### [Task directions]
From top to bottom, restate the entries below word for word.
· · · · · · ·
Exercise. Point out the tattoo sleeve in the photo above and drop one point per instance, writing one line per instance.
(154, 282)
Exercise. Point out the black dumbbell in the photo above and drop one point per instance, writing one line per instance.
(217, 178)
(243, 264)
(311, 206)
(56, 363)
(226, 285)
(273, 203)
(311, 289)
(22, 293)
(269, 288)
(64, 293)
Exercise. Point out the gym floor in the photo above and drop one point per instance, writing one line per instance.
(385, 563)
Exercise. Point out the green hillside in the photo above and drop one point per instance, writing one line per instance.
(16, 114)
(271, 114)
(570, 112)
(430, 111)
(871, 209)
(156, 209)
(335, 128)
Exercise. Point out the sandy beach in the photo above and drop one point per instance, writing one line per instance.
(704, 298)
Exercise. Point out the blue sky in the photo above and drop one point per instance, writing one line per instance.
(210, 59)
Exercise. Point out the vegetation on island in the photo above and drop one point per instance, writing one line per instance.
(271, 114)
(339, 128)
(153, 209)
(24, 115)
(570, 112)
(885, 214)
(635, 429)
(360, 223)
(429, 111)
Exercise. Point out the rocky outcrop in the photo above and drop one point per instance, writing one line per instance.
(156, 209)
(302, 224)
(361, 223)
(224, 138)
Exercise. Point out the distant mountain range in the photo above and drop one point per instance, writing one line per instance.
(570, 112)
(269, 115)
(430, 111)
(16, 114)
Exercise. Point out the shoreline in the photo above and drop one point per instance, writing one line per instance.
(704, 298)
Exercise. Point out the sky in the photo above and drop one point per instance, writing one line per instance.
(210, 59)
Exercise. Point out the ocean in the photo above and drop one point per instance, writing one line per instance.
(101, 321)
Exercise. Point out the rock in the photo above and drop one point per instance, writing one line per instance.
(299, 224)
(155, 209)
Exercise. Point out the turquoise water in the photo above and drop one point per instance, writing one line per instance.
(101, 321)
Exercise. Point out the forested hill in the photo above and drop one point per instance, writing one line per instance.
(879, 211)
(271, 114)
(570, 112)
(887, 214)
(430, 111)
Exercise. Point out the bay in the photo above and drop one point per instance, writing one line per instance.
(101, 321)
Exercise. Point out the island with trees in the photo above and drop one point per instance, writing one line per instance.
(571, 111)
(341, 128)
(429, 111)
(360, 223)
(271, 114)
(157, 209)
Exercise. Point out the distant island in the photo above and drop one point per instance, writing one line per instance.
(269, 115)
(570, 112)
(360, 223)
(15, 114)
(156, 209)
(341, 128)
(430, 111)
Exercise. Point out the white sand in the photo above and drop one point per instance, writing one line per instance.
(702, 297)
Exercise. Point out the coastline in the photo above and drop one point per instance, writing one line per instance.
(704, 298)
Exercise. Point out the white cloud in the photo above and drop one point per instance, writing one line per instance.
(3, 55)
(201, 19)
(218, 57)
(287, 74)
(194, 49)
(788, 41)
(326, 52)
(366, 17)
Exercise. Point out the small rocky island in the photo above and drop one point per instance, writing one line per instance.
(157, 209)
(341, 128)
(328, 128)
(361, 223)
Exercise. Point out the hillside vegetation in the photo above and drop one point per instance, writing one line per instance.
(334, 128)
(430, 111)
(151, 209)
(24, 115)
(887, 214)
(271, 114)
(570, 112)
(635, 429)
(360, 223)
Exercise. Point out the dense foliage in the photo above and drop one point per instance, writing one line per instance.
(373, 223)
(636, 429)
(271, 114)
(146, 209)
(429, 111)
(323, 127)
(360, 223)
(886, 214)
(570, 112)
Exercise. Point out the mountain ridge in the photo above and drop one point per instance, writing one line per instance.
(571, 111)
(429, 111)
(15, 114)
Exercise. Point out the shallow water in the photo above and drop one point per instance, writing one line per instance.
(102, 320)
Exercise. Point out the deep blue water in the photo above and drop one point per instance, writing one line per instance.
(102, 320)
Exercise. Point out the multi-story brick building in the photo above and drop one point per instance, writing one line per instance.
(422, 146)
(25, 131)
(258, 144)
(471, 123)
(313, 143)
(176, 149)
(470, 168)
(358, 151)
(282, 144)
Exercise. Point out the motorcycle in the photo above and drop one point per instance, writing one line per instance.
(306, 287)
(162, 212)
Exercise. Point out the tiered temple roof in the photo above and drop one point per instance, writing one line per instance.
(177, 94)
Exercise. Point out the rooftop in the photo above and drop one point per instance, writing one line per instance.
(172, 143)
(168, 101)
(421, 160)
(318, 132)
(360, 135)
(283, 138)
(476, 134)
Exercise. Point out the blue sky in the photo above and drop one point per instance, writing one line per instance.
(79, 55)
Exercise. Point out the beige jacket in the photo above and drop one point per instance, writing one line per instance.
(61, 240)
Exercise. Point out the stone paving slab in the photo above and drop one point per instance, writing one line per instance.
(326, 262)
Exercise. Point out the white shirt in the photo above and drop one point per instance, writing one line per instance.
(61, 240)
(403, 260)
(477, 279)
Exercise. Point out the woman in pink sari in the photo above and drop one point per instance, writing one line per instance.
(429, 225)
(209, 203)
· · · · · · ·
### [Expected output]
Exercise. Point out the tattoo sleeve in the photo above and drop one point per instance, writing one line per instance.
(154, 282)
Exercise. Point out the black dumbbell in the photo above and drop one point per instance, writing one line per instance.
(217, 178)
(243, 264)
(311, 206)
(56, 363)
(226, 285)
(273, 203)
(311, 289)
(22, 293)
(269, 288)
(64, 293)
Exercise. Point out the gym floor in the photo above and drop one point per instance, writing one line per instance.
(385, 563)
Exercise. Point out the green hillside in the photo above and drop one point per instance, writing one line per instance.
(16, 114)
(271, 114)
(570, 112)
(430, 111)
(871, 209)
(156, 209)
(335, 128)
Exercise. Point out the sandy beach in the photo above and drop one point per instance, writing one line per instance.
(704, 298)
Exercise. Point out the blue sky in the photo above and drop one point per instance, writing one line per instance.
(210, 59)
Exercise. Point out the vegetation on island in the photo above and drop one point per instance, writing one line per instance.
(271, 114)
(339, 128)
(153, 209)
(24, 115)
(570, 112)
(885, 214)
(635, 429)
(360, 223)
(429, 111)
Exercise. Point out the rocky outcrop in the photo above and drop one point per instance, writing one line per instance.
(156, 209)
(302, 224)
(361, 223)
(224, 138)
Exercise. Point out the distant mountain range in the photo above and drop one point per instance, writing one line per instance.
(570, 112)
(269, 115)
(430, 111)
(16, 114)
Exercise. Point out the shoreline in the photo above and drop one point per instance, writing one line per instance.
(704, 298)
Exercise. Point out the sky in the photo above and drop one point per instance, writing one line per instance.
(210, 59)
Exercise. Point out the ocean in the photo above and drop one point per instance, writing one line per instance.
(101, 321)
Exercise. Point out the rock in the photo above and drop one point per instance, writing one line per instance.
(299, 224)
(155, 209)
Exercise. Point out the turquoise water in the photo above and drop one point per instance, writing one line per instance.
(101, 321)
Exercise. Point out the forested hill in the photo above and drop one point per instance, writing one line per instance.
(879, 211)
(271, 114)
(570, 112)
(887, 214)
(430, 111)
Exercise. Point out the bay in the photo above and drop one point per instance, writing one line per instance.
(101, 321)
Exercise. Point out the island with trees in the photo above and drop one point per instance, writing one line per instance.
(571, 111)
(341, 128)
(429, 111)
(360, 223)
(271, 114)
(157, 209)
Exercise. Point out the distant island in the photo above and drop one point per instance, writing one line per instance.
(269, 115)
(570, 112)
(360, 223)
(15, 114)
(156, 209)
(341, 128)
(430, 111)
Exercise. Point out the white sand in the photo above and drop one point per instance, writing one line per instance.
(702, 297)
Exercise. Point out the coastline in the photo above and drop one point per instance, writing one line per instance.
(704, 298)
Exercise. Point out the white cloud in the photo above and drop one point per instance, writing one line per instance.
(3, 55)
(201, 19)
(218, 57)
(287, 74)
(194, 49)
(788, 41)
(326, 52)
(366, 17)
Exercise. Point out the small rocky island in the photo above and drop one point per instance, writing one line per instance.
(157, 209)
(341, 128)
(328, 128)
(361, 223)
Exercise. Point out the hillside vegetation in the photo above and drop one point per instance, writing one line per instance.
(334, 128)
(430, 111)
(151, 209)
(24, 115)
(887, 214)
(271, 114)
(570, 112)
(635, 429)
(360, 223)
Exercise. Point out the dense foliage in the photo above and drop one point per instance, writing one line per instance.
(373, 223)
(636, 429)
(271, 114)
(146, 209)
(429, 111)
(323, 127)
(360, 223)
(886, 214)
(570, 112)
Exercise. Point out the mountain ridge in the photo above and drop one point per instance, writing one line per instance.
(571, 111)
(429, 111)
(15, 114)
Exercise. Point out the shallow water in the photo above and drop one point per instance, writing one line per instance.
(102, 320)
Exercise. Point out the deep blue water in the photo above and drop one point per instance, writing one line per instance.
(102, 320)
Exercise. Point out the multi-story brick building in the photo above and drop one point per instance, writing one line per instance.
(422, 146)
(25, 131)
(258, 144)
(471, 123)
(313, 143)
(176, 149)
(470, 168)
(358, 151)
(282, 144)
Exercise. Point out the motorcycle in the photo above and drop one point per instance, writing one line per instance.
(306, 287)
(162, 212)
Exercise. Point out the tiered temple roof in the photo above and drop one point per instance, writing one line per instance.
(177, 94)
Exercise. Point out the rooftop in the photo above and drop one point per instance, writing one line per instance.
(172, 143)
(168, 101)
(421, 160)
(318, 132)
(360, 135)
(283, 138)
(476, 134)
Exercise. Point out the blue sky in the photo above and drop one point per instance, writing one line per instance.
(79, 55)
Exercise. Point out the beige jacket in the photo above and drop one point per instance, writing one line per instance.
(61, 240)
Exercise. Point out the stone paving slab in the photo above and drop one point per instance, writing one line per instance.
(326, 262)
Exercise. Point out the white shirt in the photo above and drop one point per instance, writing one line per instance.
(61, 240)
(403, 260)
(477, 279)
Exercise. Point out the woman in pink sari in the photo above and drop one point per instance, writing one line per instance.
(429, 225)
(209, 203)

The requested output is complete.